Data supplied |
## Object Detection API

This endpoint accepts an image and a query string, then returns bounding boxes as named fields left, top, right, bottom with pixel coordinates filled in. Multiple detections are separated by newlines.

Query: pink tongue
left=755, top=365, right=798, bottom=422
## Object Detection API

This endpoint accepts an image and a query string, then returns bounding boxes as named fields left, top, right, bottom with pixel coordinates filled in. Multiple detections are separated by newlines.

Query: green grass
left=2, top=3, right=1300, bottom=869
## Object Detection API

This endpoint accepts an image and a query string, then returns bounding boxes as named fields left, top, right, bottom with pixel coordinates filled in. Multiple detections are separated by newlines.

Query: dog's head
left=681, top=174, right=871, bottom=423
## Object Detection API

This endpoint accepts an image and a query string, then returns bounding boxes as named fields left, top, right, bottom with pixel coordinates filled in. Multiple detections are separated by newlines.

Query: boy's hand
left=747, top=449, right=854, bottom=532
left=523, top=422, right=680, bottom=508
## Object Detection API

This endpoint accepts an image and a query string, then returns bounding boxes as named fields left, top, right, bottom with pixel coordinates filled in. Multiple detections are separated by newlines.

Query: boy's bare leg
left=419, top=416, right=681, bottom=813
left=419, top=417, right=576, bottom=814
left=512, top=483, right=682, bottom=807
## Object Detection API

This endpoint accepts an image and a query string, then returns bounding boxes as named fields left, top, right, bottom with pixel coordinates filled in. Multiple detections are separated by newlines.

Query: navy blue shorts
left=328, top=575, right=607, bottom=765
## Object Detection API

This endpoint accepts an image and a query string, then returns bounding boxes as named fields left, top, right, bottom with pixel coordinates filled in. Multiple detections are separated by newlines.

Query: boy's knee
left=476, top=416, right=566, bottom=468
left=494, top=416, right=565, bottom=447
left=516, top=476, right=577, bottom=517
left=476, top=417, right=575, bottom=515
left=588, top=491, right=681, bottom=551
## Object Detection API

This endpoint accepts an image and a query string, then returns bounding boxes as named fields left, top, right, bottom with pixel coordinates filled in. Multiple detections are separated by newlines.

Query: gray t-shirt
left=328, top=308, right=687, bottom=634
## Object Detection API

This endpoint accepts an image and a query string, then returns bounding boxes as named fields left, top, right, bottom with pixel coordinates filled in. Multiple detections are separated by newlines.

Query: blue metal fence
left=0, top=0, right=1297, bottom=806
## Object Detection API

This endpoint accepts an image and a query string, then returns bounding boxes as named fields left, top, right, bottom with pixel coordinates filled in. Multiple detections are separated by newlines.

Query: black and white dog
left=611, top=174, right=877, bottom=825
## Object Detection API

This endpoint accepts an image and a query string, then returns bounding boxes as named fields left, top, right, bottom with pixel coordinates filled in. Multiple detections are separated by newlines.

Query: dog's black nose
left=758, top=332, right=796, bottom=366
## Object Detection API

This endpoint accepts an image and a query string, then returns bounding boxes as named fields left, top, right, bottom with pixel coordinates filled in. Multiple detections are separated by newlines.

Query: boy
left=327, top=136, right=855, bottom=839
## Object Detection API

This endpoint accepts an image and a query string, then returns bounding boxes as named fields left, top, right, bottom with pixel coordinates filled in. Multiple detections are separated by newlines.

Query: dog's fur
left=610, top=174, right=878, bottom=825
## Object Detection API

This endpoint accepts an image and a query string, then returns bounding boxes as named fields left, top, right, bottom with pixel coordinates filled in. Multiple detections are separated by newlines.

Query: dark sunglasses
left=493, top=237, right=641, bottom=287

Problem |
Word for word, transcribe the complete listing.

Response for this exercise |
## Object Detection API

This endpoint accepts an image and a query string, then returns bounding boxes as named fields left, top, right, bottom with pixel coordinates filled in. Multiple detections are separated by newlines.

Query: pink tongue
left=755, top=365, right=798, bottom=422
## Object Detection API

This endpoint accepts an image and a query string, then returns bounding boxes as named fields left, top, right, bottom with pixel coordinates filled in. Multiple detections are separated by newlines.

Query: green grass
left=2, top=3, right=1300, bottom=869
## Object Detection API

This endpoint accepts an image and a query string, then returns bounding boxes as named fields left, top, right, bottom with pixel coordinates filled in. Multiple detections are separated by newlines.

Query: dog's head
left=681, top=174, right=871, bottom=423
## Object Detection API

This endpoint accepts an image and a query string, then returns bounding boxes as named fields left, top, right, bottom with pixel coordinates filled in. Multiple detections are separated by newlines.

Query: boy's hand
left=747, top=449, right=854, bottom=532
left=523, top=422, right=680, bottom=508
## Object Detection API

This endpoint accepts an image and a query string, then returns bounding boxes as named fields left, top, right, bottom with pixel coordinates filled in. Multiple detections are separated by newlines.

Query: boy's bare leg
left=419, top=416, right=681, bottom=813
left=419, top=417, right=576, bottom=814
left=512, top=483, right=682, bottom=807
## Object Detection API

This endpoint accepts an image and a query string, then returns bounding boxes as named fields left, top, right, bottom with pixel coordinates filled in. Multiple detections are separated by newlines.

Query: navy blue shorts
left=328, top=575, right=607, bottom=765
## Object Detection API

This endpoint accepts an image and a query string, then returns bounding boxes as named fields left, top, right, bottom with pixel coordinates filled in. Multiple detections are separated by newlines.

Query: boy's knee
left=476, top=416, right=566, bottom=468
left=494, top=416, right=565, bottom=447
left=516, top=476, right=577, bottom=517
left=476, top=417, right=575, bottom=515
left=588, top=491, right=681, bottom=551
## Object Detection API

This endpoint accepts an image and a query string, then returns bounding boxes as named fields left, top, right, bottom with pixel coordinates filled in. Multiple detections are separated by newlines.

Query: gray t-shirt
left=328, top=308, right=687, bottom=634
## Object Detection API

This endpoint accepts an image and a query string, then returns bounding boxes as named fields left, top, right, bottom with pixel coordinates filled in. Multiple detections are separated by newlines.

Query: blue metal fence
left=0, top=0, right=1297, bottom=806
## Object Detection API

This endpoint accepts an image and a query string, then returns bounding boxes as named fields left, top, right, bottom with pixel coordinates filled in. Multiple detections are separated by newlines.

Query: black and white dog
left=611, top=174, right=877, bottom=825
## Object Detection API

This endpoint accepts an image and a query string, then returns bounding boxes as named fields left, top, right, bottom with pixel coordinates filled in. Multiple detections are separated by newlines.

Query: dog's black nose
left=758, top=332, right=796, bottom=366
## Object Detection API

This endpoint accepts an image and a query string, then returns bounding boxes as named fields left, top, right, bottom with pixel coordinates filled in. Multiple detections are separated by newlines.

Query: boy
left=327, top=136, right=855, bottom=839
## Object Detection API

This endpoint accepts an image and a query string, then returns bounding boxes as named fields left, top, right, bottom with pixel coordinates filled in. Multiple detections are separated by newlines.

Query: dog's fur
left=610, top=174, right=878, bottom=825
## Object Detection API

This endpoint accepts an image and a query string, then returns bounding boxes as named fields left, top, right, bottom with pixel coordinates filled in. Multiple detections are separated by newlines.

Query: dark sunglasses
left=493, top=237, right=641, bottom=287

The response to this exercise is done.